QUESTIONS TO ANSWER:
A - Answer these questions from the Dollar Tree survival kit list, one answer per line, marked the same way:
(i) What does the kit list say to wrap duct tape around to save space?
(ii) What total cost and number of items does the kit list give?
(iii) What does the kit list say works in a pinch for carrying everything?
B - Proceed with the Dollar Tree survival kit list, writing what comes after its final paragraph about packing everything into a bag.

14. Pain Reliever (acetaminophen or ibuprofen) — $1.25
Dollar Tree sells small bottles of generic pain relievers. Headaches, fever, muscle pain, and general discomfort are guaranteed during a stressful emergency. A small bottle covers several days of doses.
15. Hand Sanitizer — $1.25
When you cannot wash your hands, sanitizer prevents illness from spreading. In a survival situation, getting sick is a serious setback. Keep one bottle in the kit and use it before eating or treating wounds.
16. Wet Wipes (pack) — $1.25
A substitute for bathing when running water is unavailable. Wet wipes clean hands, face, and body well enough to prevent skin breakdown and infection. They also work for cleaning cookware and surfaces.
Tools and Misc (4 items — $5.00)
17. Duct Tape (small roll) — $1.25
Duct tape repairs gear, seals tears in plastic sheeting, creates splints, closes wounds in a pinch, and secures shelter materials. Dollar Tree rolls are small, but even a small amount of duct tape is incredibly useful. Wrap some around a pencil to save space in the kit.
18. Box Cutter or Utility Knife — $1.25
Dollar Tree sells basic box cutters with retractable blades. This gives you a cutting tool for opening cans, cutting cordage, modifying shelter materials, and general utility. It is not a survival knife, but it cuts things, which is the whole point.
19. Ziplock Bags (quart or gallon size) — $1.25
Waterproofing for documents, phone, medications, and fire-starting materials. Also useful for water portioning, food storage, and organizing small items. A box of gallon-sized bags has dozens of survival uses.
20. Small Notebook and Pen — $1.25
Write down emergency contacts, medications, allergies, meeting points, and important information. Your phone may die. Paper does not. This also helps you track water and food consumption, which matters during rationing.
Total: $25.00 (20 items at $1.25 each)
Pack everything into a drawstring bag or small backpack (Dollar Tree sells those too, but that would put you over budget). A sturdy plastic shopping bag works in a pinch.

DATA:

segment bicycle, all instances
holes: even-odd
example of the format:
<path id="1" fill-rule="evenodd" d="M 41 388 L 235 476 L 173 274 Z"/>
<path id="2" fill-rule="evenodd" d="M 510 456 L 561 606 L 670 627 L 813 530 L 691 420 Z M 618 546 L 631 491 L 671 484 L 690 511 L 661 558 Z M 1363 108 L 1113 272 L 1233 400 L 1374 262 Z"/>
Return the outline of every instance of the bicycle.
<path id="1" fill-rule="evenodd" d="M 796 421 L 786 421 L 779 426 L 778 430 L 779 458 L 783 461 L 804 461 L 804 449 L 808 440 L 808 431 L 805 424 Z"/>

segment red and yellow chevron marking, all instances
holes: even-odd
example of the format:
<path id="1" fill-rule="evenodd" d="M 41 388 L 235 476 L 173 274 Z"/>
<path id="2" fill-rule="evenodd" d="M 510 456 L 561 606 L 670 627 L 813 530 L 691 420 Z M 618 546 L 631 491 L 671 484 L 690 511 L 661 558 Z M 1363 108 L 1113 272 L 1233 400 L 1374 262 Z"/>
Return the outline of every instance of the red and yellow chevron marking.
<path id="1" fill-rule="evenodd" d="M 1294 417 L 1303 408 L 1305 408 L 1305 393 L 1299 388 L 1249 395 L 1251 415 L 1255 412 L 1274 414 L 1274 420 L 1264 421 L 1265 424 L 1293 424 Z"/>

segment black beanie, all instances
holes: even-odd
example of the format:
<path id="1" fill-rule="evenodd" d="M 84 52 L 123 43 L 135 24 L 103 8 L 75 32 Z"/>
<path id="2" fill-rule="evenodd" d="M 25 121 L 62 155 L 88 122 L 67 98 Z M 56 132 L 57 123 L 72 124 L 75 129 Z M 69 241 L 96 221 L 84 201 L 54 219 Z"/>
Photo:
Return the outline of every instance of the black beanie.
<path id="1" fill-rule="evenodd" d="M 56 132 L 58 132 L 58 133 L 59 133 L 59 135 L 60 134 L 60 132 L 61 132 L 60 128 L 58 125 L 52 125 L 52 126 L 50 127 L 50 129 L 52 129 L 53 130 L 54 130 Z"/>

SOLVED TASKS:
A -
(i) A pencil.
(ii) $25.00 for 20 items at $1.25 each.
(iii) A sturdy plastic shopping bag.

B -
What Dollar Tree Does Well
- First aid basics — Bandages, gauze, pain relievers, and hand sanitizer are functionally identical to what you get at a pharmacy for three times the price
- Hygiene — Wet wipes, soap, toothbrushes, and sanitizer are all perfectly fine from Dollar Tree
- Food for short-term survival — Canned goods, crackers, and granola bars are the same brands (or equivalent quality) as grocery stores
- Utility items — Duct tape, zip bags, trash bags, and lighters work exactly the same regardless of where you buy them
Where to Upgrade Later
Be honest with yourself. This kit is a starting point, not an endpoint. Here is where Dollar Tree falls short and where you should invest more when budget allows:
- Flashlight — Replace with a quality LED flashlight ($10-20). Dollar Tree flashlights are dim, fragile, and eat batteries. A decent LED flashlight is one of the best upgrades you can make
- Water purification — This kit has no way to purify water beyond what you carry in. A Sawyer MINI filter ($20) or purification tablets ($8) should be your first upgrade
- Knife — A box cutter works, but a real folding knife with a locking blade is safer and more capable
- Rain gear — The Dollar Tree poncho will tear in wind. Upgrade to a real rain jacket or at least a heavier-duty poncho
- Warmth — This kit lacks a proper thermal layer. Add Mylar emergency blankets ($6 for a 4-pack) as soon as possible
- Radio — No Dollar Tree item replaces a NOAA weather radio. This is a $25-30 purchase that should be high on your upgrade list
The Bottom Line
A $25 Dollar Tree kit is not a complete survival solution. It is a proof of concept that destroys the "I can not afford to prep" excuse. If you have $25 and 30 minutes, you can walk out of Dollar Tree with a kit that covers water, food, light, warmth, first aid, hygiene, and basic tools for 72 hours.
Start here. Upgrade over time. The worst survival kit is the one you never build because you were waiting until you could afford the perfect one.